Given exercise> Copy each of the following lines word for word, without changing anything.

========================================================================

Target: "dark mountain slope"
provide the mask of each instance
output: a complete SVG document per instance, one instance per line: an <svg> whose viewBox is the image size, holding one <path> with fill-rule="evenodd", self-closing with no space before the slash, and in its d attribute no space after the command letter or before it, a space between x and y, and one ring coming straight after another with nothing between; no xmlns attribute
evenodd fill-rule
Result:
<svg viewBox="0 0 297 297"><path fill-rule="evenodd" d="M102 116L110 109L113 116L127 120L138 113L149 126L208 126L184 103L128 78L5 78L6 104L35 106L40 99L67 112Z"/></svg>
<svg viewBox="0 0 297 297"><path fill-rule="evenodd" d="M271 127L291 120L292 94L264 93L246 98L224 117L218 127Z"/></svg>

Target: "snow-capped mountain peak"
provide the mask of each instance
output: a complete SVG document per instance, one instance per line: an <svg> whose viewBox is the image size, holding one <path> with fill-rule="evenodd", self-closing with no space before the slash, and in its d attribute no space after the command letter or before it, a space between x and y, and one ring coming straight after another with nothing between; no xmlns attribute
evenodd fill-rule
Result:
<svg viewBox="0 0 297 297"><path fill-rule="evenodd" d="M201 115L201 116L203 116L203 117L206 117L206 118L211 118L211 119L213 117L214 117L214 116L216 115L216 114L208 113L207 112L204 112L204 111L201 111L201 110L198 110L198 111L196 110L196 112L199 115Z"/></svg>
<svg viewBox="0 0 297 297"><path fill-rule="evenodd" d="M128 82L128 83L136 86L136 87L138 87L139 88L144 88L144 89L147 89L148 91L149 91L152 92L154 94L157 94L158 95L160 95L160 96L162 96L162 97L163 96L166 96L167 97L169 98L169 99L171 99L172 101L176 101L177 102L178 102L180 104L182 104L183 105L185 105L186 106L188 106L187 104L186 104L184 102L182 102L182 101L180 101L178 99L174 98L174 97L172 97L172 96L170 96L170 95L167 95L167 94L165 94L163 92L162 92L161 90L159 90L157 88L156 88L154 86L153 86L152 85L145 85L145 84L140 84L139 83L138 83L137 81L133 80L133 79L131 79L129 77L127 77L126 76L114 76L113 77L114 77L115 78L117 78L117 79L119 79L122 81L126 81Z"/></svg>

========================================================================

Full answer>
Target: "dark mountain slope"
provide the mask of each instance
output: a complete SVG document per instance, one instance per line: an <svg> whose viewBox is the image size, holding one <path> with fill-rule="evenodd", self-closing with no space before the slash, and in its d attribute no space after the command letter or before it, a space between x and y, and one ring coming straight after another with nothing between; no xmlns attribute
evenodd fill-rule
Result:
<svg viewBox="0 0 297 297"><path fill-rule="evenodd" d="M102 116L110 109L113 116L127 120L138 113L149 126L208 126L184 103L128 78L5 78L6 104L35 106L40 99L67 112Z"/></svg>
<svg viewBox="0 0 297 297"><path fill-rule="evenodd" d="M271 127L291 120L292 94L264 93L246 98L224 117L218 127Z"/></svg>

Target: "snow-capped mountain peak"
provide the mask of each instance
output: a complete SVG document per instance, one instance per line: an <svg> whose viewBox is the image size, holding one <path> with fill-rule="evenodd", self-closing with no space before the slash, and in its d attribute no space after the command letter or before it, a space between x and y, and one ring coming straight after another with nothing between; no xmlns attribute
evenodd fill-rule
Result:
<svg viewBox="0 0 297 297"><path fill-rule="evenodd" d="M201 115L201 116L203 116L203 117L206 117L206 118L211 118L211 119L213 117L214 117L214 116L216 115L216 114L208 113L207 112L204 112L204 111L201 111L201 110L198 110L198 111L196 110L196 112L199 115Z"/></svg>
<svg viewBox="0 0 297 297"><path fill-rule="evenodd" d="M128 82L128 83L136 86L136 87L138 87L139 88L144 88L144 89L147 89L148 91L149 91L152 92L154 94L157 94L158 95L160 95L160 96L162 96L162 97L163 96L166 96L167 97L169 98L169 99L171 99L172 101L176 101L177 102L178 102L180 104L182 104L183 105L185 105L186 106L188 106L187 104L186 104L184 102L182 102L182 101L180 101L178 99L174 98L174 97L172 97L172 96L170 96L170 95L167 95L167 94L165 94L163 92L162 92L161 90L159 90L157 88L156 88L154 86L153 86L152 85L145 85L145 84L140 84L139 83L138 83L137 81L133 80L133 79L131 79L129 77L127 77L126 76L114 76L113 77L114 77L115 78L117 78L117 79L119 79L122 81L126 81Z"/></svg>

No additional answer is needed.